Brief: Write the data out again, exactly as given.

Entries supplied:
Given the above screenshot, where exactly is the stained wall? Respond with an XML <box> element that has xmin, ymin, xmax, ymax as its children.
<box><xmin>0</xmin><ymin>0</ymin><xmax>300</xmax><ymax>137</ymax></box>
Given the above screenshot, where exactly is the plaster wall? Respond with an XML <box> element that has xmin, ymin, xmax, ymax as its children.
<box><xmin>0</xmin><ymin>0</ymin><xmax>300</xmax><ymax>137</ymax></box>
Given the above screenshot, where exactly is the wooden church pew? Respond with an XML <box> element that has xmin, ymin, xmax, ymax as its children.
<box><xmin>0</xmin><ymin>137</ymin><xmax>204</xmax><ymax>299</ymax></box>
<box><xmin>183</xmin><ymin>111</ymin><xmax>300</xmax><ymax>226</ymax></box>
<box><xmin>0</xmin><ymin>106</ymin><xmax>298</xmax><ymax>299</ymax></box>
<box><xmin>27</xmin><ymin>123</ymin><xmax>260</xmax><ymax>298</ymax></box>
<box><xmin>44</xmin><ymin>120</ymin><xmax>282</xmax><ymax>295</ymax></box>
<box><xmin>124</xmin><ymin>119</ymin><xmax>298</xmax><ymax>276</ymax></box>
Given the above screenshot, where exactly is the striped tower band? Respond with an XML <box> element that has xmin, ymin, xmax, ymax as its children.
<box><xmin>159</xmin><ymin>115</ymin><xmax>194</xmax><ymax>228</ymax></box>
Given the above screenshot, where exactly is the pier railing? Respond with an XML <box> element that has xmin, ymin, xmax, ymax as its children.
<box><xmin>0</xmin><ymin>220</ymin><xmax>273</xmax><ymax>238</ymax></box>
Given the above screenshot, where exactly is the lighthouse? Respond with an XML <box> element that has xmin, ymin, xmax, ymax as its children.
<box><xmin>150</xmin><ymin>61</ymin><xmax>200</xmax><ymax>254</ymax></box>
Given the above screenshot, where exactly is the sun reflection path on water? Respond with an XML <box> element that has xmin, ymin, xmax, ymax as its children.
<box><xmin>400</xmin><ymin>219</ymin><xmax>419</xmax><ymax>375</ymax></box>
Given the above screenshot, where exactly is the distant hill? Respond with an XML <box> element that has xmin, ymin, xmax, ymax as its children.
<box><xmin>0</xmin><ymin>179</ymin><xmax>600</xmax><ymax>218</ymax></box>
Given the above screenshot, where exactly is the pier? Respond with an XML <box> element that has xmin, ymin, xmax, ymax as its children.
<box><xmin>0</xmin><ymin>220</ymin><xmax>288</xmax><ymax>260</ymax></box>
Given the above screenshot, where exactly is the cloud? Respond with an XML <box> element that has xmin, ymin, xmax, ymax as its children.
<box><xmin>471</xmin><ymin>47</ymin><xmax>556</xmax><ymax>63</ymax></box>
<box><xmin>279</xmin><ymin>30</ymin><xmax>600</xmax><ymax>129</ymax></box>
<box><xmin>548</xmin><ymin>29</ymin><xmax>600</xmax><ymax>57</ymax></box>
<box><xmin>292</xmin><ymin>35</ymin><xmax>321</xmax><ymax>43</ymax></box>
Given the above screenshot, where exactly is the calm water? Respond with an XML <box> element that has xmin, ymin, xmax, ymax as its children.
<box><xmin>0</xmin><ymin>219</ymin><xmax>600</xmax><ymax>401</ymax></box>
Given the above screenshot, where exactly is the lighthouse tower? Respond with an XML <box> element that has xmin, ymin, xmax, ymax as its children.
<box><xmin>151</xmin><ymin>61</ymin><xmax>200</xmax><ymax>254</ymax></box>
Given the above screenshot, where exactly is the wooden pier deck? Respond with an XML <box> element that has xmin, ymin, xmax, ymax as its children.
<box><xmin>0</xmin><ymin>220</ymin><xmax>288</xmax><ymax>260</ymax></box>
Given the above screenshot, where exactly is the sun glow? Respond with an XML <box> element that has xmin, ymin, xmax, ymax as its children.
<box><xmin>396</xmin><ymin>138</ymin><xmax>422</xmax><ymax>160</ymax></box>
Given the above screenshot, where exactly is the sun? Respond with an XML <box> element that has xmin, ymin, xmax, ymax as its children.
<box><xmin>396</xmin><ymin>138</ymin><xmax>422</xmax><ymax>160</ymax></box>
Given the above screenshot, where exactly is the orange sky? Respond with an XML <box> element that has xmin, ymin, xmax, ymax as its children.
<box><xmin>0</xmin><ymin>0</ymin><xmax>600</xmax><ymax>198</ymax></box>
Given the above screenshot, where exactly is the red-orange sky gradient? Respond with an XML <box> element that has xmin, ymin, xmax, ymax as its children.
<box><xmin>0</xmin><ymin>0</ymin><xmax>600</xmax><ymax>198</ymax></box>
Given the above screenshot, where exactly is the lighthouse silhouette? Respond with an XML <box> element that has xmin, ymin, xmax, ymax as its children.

Output:
Given the above screenshot, where exactly is the stained wall? Respond with an XML <box> element that has xmin, ymin, xmax, ymax as its children.
<box><xmin>0</xmin><ymin>0</ymin><xmax>300</xmax><ymax>137</ymax></box>
Given the above screenshot, where exactly is the plaster wall? Respond with an XML <box> element that has xmin, ymin, xmax, ymax as its children.
<box><xmin>0</xmin><ymin>0</ymin><xmax>300</xmax><ymax>137</ymax></box>
Given the above screenshot, where exactly is the wooden church pew? Respond with an XML <box> element that has xmin, ymin, xmax, ymax as its children.
<box><xmin>0</xmin><ymin>137</ymin><xmax>204</xmax><ymax>299</ymax></box>
<box><xmin>183</xmin><ymin>111</ymin><xmax>300</xmax><ymax>226</ymax></box>
<box><xmin>0</xmin><ymin>106</ymin><xmax>298</xmax><ymax>299</ymax></box>
<box><xmin>27</xmin><ymin>123</ymin><xmax>260</xmax><ymax>298</ymax></box>
<box><xmin>44</xmin><ymin>120</ymin><xmax>282</xmax><ymax>295</ymax></box>
<box><xmin>124</xmin><ymin>119</ymin><xmax>298</xmax><ymax>276</ymax></box>
Given the above screenshot, where exactly is the striped tower band? Respond with an XML <box> element that has xmin, ymin, xmax, ymax as its children.
<box><xmin>159</xmin><ymin>115</ymin><xmax>194</xmax><ymax>228</ymax></box>
Given the above screenshot, where exactly is the pier railing? Respond with an XML <box> element that has xmin, ymin, xmax, ymax as its children.
<box><xmin>0</xmin><ymin>220</ymin><xmax>273</xmax><ymax>238</ymax></box>
Given the above screenshot, where exactly is the lighthouse? Respond with an XML <box> element that has xmin, ymin, xmax, ymax as its children.
<box><xmin>150</xmin><ymin>61</ymin><xmax>200</xmax><ymax>254</ymax></box>
Given the above screenshot, where exactly is the sun reflection path on water? Respond with an XML <box> element that has xmin, ymin, xmax, ymax as its children.
<box><xmin>400</xmin><ymin>219</ymin><xmax>419</xmax><ymax>375</ymax></box>
Given the above screenshot, where exactly is the distant hill? Respond with an XML <box> element that has xmin, ymin, xmax, ymax as its children.
<box><xmin>0</xmin><ymin>179</ymin><xmax>600</xmax><ymax>218</ymax></box>
Given the above screenshot, where exactly is the pier? Respond with an XML <box> element that has xmin, ymin, xmax, ymax as its children.
<box><xmin>0</xmin><ymin>220</ymin><xmax>288</xmax><ymax>260</ymax></box>
Given the above screenshot, where exactly is the cloud? Respond with an XML <box> element that has xmin, ymin, xmax, ymax as its children.
<box><xmin>471</xmin><ymin>47</ymin><xmax>556</xmax><ymax>63</ymax></box>
<box><xmin>279</xmin><ymin>30</ymin><xmax>600</xmax><ymax>129</ymax></box>
<box><xmin>548</xmin><ymin>29</ymin><xmax>600</xmax><ymax>57</ymax></box>
<box><xmin>292</xmin><ymin>35</ymin><xmax>321</xmax><ymax>43</ymax></box>
Given the above screenshot, where exactly is the calm water? Respond with an XML <box> element that has xmin, ymin, xmax, ymax as its children.
<box><xmin>0</xmin><ymin>219</ymin><xmax>600</xmax><ymax>401</ymax></box>
Given the above screenshot, where exactly is the lighthouse tower? Respond with an XML <box> element that has xmin, ymin, xmax, ymax as its children.
<box><xmin>151</xmin><ymin>61</ymin><xmax>200</xmax><ymax>254</ymax></box>
Given the above screenshot, where exactly is the wooden pier deck? Respond with an XML <box> element that has xmin, ymin, xmax, ymax as its children.
<box><xmin>0</xmin><ymin>220</ymin><xmax>288</xmax><ymax>260</ymax></box>
Given the above screenshot, where exactly is the sun glow? Respond with an XML <box> element that has xmin, ymin, xmax, ymax as its children.
<box><xmin>396</xmin><ymin>138</ymin><xmax>422</xmax><ymax>160</ymax></box>
Given the above screenshot, where exactly is the sun? Respond with an XML <box> element that has xmin, ymin, xmax, ymax as its children.
<box><xmin>396</xmin><ymin>138</ymin><xmax>422</xmax><ymax>160</ymax></box>
Given the above screenshot, where exactly is the orange sky? Respond with an XML <box> element that has xmin, ymin, xmax, ymax as its children.
<box><xmin>0</xmin><ymin>0</ymin><xmax>600</xmax><ymax>198</ymax></box>
Given the above screenshot, where exactly is the red-orange sky gradient? Respond with an XML <box> element that has xmin, ymin, xmax, ymax as its children.
<box><xmin>0</xmin><ymin>0</ymin><xmax>600</xmax><ymax>198</ymax></box>
Given the above screenshot, where exactly is the lighthouse silhouette? Respond with an XML <box> element that has xmin, ymin, xmax, ymax as its children.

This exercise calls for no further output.